- **Work to be completed**
Output every line of the entries from the line containing "litter in the photo above." through the last, exactly, with no other content.

Start

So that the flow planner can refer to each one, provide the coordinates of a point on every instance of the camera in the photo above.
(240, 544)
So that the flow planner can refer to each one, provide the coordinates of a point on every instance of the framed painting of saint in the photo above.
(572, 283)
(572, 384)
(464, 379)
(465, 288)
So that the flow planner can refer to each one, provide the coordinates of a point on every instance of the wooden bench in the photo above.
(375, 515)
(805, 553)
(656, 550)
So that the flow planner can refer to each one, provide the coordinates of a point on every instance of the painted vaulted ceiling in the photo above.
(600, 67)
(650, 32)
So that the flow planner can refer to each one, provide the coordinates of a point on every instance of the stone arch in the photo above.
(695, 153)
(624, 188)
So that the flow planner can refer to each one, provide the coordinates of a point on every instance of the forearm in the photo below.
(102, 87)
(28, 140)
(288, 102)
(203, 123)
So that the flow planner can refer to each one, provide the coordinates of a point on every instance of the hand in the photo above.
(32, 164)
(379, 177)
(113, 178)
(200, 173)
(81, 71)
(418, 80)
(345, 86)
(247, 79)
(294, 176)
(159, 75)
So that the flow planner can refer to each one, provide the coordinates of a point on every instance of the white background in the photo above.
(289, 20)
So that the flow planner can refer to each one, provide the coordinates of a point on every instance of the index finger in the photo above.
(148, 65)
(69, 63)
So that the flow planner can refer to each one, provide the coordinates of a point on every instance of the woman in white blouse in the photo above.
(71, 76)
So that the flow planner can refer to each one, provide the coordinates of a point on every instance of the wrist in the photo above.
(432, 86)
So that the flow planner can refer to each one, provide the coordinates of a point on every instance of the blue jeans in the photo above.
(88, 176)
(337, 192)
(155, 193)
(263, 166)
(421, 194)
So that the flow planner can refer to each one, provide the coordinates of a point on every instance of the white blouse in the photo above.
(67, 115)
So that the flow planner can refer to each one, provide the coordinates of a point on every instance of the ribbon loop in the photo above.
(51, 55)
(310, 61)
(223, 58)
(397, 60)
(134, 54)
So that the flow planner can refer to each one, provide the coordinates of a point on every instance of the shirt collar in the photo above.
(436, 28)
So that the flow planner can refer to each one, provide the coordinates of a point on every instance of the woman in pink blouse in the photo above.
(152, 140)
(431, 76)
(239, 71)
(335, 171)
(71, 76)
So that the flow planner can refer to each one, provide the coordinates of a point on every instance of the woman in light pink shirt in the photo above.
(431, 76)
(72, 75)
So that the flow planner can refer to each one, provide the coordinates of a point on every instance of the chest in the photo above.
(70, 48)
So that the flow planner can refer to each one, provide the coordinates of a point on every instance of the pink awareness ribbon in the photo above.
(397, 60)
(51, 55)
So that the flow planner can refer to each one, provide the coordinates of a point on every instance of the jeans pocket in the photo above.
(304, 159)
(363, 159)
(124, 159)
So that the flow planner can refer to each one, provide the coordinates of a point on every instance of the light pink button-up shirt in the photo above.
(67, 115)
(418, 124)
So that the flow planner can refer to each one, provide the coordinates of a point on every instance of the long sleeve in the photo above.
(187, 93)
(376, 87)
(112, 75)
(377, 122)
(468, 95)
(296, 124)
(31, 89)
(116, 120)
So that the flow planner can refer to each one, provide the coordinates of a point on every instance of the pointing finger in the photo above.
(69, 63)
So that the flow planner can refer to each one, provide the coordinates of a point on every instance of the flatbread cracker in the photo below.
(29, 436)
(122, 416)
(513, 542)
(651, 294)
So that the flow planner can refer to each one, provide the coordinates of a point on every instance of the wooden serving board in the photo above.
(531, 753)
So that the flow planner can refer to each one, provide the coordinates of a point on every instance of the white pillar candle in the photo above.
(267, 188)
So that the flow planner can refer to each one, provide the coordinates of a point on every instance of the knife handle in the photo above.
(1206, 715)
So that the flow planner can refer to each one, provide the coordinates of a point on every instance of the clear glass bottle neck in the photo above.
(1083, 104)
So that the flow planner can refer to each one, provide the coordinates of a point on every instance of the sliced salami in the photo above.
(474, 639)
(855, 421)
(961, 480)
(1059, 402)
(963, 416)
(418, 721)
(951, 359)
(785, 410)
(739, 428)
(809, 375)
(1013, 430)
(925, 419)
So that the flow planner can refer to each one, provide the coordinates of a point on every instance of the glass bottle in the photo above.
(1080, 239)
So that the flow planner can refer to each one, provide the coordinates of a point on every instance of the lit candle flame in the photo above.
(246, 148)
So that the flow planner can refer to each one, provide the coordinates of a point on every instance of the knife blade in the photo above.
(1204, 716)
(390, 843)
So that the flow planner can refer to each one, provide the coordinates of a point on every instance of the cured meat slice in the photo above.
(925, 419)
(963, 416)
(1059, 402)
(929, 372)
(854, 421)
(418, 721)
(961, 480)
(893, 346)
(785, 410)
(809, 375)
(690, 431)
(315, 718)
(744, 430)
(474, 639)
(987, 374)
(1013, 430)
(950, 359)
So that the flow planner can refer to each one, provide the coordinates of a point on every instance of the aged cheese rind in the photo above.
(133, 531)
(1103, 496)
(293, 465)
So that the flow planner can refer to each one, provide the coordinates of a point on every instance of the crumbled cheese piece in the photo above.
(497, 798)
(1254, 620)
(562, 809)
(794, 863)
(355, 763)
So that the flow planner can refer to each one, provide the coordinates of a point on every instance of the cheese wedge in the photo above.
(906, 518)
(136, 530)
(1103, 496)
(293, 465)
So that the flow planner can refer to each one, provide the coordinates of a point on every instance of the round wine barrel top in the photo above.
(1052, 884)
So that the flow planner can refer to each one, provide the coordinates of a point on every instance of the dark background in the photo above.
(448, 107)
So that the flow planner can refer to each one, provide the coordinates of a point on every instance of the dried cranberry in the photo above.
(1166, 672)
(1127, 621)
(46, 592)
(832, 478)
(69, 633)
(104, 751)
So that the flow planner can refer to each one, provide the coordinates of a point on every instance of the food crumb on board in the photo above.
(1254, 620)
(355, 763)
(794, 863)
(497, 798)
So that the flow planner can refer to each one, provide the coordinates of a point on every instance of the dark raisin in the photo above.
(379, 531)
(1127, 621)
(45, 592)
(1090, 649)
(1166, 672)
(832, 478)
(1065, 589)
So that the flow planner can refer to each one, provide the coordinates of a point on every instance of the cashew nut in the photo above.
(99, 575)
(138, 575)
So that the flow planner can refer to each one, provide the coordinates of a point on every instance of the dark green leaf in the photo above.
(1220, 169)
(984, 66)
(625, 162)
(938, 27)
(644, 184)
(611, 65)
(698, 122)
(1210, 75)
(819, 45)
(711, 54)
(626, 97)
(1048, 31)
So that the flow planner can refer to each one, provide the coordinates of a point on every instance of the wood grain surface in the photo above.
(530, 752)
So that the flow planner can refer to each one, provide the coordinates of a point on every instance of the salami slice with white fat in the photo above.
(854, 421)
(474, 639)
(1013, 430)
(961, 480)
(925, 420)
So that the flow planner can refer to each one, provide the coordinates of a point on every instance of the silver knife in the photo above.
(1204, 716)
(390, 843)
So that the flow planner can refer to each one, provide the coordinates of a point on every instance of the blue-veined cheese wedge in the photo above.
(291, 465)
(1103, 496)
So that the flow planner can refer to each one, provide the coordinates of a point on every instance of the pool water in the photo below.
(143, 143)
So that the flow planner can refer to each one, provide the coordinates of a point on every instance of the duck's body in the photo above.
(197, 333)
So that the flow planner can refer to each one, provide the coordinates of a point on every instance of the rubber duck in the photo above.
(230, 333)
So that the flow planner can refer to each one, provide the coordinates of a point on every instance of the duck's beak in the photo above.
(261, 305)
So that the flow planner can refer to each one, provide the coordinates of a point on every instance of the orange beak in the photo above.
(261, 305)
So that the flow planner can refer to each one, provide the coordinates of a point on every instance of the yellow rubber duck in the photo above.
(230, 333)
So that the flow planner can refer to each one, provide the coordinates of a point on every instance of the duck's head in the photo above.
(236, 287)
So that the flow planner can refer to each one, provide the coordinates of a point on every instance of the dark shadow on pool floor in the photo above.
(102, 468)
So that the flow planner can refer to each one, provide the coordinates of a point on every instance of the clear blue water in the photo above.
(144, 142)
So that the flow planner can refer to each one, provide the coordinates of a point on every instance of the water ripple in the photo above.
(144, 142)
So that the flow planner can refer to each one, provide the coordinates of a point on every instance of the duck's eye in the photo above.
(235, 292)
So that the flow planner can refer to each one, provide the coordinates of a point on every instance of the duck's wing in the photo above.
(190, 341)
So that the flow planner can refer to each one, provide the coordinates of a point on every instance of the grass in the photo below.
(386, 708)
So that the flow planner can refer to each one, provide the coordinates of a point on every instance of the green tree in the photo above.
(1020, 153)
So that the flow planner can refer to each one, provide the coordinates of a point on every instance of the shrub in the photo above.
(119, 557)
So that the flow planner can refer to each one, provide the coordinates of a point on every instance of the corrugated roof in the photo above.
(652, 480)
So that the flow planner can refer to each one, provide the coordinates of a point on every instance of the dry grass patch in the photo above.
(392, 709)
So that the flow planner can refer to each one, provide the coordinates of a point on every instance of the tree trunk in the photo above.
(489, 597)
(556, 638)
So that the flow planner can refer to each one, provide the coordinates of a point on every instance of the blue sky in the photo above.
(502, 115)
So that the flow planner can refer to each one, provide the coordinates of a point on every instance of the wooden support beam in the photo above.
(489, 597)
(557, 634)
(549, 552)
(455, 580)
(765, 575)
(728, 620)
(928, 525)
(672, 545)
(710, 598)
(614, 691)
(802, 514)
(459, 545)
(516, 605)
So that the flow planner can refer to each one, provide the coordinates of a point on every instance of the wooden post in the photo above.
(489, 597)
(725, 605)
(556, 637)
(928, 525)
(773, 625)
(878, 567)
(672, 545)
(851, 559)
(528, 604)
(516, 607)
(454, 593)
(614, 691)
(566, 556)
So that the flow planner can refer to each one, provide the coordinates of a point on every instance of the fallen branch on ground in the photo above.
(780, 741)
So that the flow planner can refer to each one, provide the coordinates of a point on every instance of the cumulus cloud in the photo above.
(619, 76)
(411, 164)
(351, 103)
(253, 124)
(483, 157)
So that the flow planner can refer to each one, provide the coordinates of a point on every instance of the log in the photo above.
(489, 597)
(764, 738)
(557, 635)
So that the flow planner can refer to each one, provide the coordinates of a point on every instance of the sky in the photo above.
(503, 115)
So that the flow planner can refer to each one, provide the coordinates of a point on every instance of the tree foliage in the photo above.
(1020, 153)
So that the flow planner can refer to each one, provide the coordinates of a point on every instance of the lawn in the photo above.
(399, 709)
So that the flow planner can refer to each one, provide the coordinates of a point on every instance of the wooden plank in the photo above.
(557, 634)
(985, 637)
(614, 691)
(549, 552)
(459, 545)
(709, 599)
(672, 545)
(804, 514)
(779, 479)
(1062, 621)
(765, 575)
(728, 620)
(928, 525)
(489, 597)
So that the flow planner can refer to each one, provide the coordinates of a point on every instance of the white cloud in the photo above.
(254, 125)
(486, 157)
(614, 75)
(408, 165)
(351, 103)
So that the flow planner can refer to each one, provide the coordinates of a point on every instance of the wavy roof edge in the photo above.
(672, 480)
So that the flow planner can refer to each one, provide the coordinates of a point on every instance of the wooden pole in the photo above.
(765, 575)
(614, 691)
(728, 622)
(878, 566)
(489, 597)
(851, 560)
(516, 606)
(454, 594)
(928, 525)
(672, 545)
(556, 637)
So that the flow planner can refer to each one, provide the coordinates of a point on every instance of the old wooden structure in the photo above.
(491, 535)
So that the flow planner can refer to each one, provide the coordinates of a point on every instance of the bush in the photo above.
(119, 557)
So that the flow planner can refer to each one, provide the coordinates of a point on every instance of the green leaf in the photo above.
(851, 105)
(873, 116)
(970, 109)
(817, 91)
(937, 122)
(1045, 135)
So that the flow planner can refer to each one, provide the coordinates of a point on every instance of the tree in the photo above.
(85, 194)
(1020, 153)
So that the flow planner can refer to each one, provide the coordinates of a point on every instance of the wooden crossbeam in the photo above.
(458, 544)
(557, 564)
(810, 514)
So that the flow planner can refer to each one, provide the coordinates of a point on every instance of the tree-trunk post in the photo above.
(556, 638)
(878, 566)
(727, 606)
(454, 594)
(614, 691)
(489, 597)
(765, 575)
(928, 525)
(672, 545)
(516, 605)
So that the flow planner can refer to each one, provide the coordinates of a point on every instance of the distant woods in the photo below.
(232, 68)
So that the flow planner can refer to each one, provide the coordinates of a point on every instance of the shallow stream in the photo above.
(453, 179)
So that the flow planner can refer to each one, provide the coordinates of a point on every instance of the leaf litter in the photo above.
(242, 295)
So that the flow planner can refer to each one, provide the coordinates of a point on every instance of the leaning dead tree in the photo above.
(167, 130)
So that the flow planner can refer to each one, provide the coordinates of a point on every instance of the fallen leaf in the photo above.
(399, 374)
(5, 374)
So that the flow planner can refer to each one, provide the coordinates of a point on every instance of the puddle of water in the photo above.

End

- **Solution to this task**
So that the flow planner can refer to each one, provide the coordinates of a point on every instance of the leaf litter in the photo above.
(242, 295)
So that the flow planner can refer to each one, provide the coordinates of a point on every instance of the leaning dead tree in the photo above.
(167, 130)
So that the flow planner can refer to each one, provide the coordinates of a point on every instance of the fallen leaf in the photo above.
(399, 374)
(5, 374)
So that the flow planner can refer to each one, provide the coordinates of a point on every instance of the puddle of water in the photo above.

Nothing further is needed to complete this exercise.